_Text passage_
## Begin

The RDSE wants a resolution, but in order to get a decent resolution, you need to know the min/max of the data. That’s all this calculation does. It cannot be “baked into” the RDSE without knowing about the data.

cogmission · July 25, 2016, 4:31pm

I only intended this for HTM.Java?

The numBuckets parameter can be specified from an external config file in the NAB (and therefore NuPIC) but it not in HTM.Java.

The issue I mean to file is in HTM.Java to be able to specify this externally and have the NAPI pick it up and apply it when found?

@rhyolight - Please Check this out: https://github.com/numenta/nupic/blob/master/src/nupic/frameworks/opf/common_models/anomaly_params_random_encoder/best_single_metric_anomaly_params_tm_cpp.json#L41

…and tell me if you still recommend I not add this to HTM.Java?

rhyolight · July 25, 2016, 4:39pm

It’s really up to you. I don’t like having configuration for an encoder that isn’t a direct pass through into the encoder, but requires code to interpret it.

## End

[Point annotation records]
## Begin

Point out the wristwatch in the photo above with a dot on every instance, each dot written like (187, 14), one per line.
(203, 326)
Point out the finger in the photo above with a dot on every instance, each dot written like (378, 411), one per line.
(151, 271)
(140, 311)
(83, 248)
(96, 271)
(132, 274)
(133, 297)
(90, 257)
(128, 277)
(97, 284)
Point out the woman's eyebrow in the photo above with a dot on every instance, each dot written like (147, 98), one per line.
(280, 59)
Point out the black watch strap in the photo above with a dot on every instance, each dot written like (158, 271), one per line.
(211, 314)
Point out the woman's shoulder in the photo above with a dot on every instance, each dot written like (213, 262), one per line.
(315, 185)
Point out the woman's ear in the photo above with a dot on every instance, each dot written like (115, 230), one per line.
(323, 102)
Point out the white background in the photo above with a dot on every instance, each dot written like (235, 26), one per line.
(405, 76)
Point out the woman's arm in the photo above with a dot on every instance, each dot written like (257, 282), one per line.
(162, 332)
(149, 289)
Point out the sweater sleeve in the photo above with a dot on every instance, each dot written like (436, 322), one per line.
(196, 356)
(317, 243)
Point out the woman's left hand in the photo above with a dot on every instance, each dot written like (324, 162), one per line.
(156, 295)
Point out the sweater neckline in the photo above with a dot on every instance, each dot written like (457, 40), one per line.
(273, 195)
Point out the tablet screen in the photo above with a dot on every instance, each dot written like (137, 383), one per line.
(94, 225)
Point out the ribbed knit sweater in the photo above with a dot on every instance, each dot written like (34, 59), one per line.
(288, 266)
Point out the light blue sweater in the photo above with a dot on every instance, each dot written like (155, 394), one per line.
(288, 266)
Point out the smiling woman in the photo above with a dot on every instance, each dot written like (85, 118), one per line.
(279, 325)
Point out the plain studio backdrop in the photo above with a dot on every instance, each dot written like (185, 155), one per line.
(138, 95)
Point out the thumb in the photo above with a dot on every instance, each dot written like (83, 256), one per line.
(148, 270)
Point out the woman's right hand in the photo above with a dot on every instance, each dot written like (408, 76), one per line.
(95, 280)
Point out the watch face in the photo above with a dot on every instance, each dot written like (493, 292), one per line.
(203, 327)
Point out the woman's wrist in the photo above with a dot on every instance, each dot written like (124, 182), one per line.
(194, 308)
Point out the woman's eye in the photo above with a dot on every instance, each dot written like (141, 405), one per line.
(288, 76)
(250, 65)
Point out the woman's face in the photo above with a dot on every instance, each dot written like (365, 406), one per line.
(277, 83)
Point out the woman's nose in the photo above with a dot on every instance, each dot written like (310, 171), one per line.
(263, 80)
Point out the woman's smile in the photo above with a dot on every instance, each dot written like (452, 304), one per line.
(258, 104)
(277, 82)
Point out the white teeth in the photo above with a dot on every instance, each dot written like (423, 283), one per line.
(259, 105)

## End
## Begin

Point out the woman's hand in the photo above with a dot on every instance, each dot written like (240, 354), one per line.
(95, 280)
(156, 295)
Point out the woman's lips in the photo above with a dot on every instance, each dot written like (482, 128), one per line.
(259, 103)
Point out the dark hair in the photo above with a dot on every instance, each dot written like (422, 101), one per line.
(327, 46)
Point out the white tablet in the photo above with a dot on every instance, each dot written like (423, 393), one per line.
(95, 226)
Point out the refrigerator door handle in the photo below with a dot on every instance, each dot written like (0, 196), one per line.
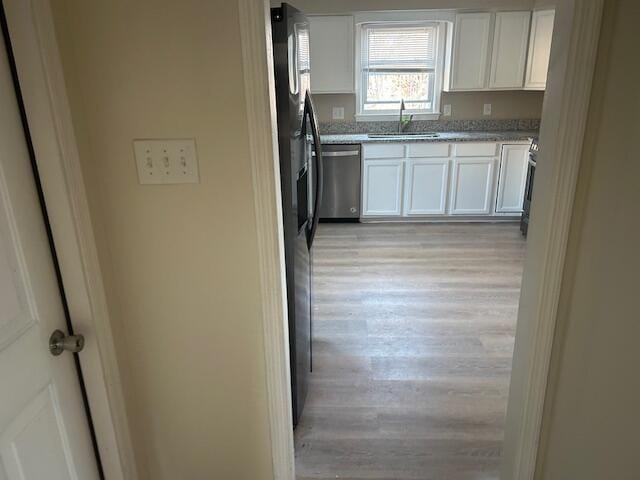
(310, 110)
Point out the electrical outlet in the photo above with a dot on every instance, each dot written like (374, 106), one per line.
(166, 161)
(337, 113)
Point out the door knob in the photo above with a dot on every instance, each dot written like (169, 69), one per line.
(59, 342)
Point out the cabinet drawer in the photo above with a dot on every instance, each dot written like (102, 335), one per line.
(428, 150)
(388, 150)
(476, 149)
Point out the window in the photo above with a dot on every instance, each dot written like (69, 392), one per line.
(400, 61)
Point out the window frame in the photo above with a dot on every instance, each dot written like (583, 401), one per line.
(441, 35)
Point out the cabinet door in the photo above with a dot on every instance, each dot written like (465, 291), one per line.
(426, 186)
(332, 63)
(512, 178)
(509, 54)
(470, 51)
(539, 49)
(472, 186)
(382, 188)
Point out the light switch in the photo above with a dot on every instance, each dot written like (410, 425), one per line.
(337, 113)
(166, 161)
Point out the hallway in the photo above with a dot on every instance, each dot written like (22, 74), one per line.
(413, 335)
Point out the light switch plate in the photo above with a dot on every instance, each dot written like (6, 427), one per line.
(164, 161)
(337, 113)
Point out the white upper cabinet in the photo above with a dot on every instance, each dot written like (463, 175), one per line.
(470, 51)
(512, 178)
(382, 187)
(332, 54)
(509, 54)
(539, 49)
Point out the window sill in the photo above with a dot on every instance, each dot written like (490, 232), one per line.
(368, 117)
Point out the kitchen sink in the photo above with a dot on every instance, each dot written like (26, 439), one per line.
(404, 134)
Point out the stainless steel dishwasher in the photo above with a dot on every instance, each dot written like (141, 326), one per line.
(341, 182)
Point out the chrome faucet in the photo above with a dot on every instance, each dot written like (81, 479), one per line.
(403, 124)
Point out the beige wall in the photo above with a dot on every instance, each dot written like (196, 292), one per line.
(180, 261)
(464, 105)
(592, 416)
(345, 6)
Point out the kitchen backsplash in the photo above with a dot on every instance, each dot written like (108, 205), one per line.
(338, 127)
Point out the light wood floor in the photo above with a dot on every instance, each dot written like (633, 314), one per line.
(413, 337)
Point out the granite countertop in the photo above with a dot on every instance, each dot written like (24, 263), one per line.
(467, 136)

## End

_The tasks_
a) Please reproduce the forum thread word for word, from "I only intended" up to and including "not in HTM.Java.".
b) How many lines of the records contain the string "switch", with case counting? Reply with the number alone.
The forum thread and the records are unrelated to each other.

_Solutions for each task_
a)
I only intended this for HTM.Java?

The numBuckets parameter can be specified from an external config file in the NAB (and therefore NuPIC) but it not in HTM.Java.

b) 2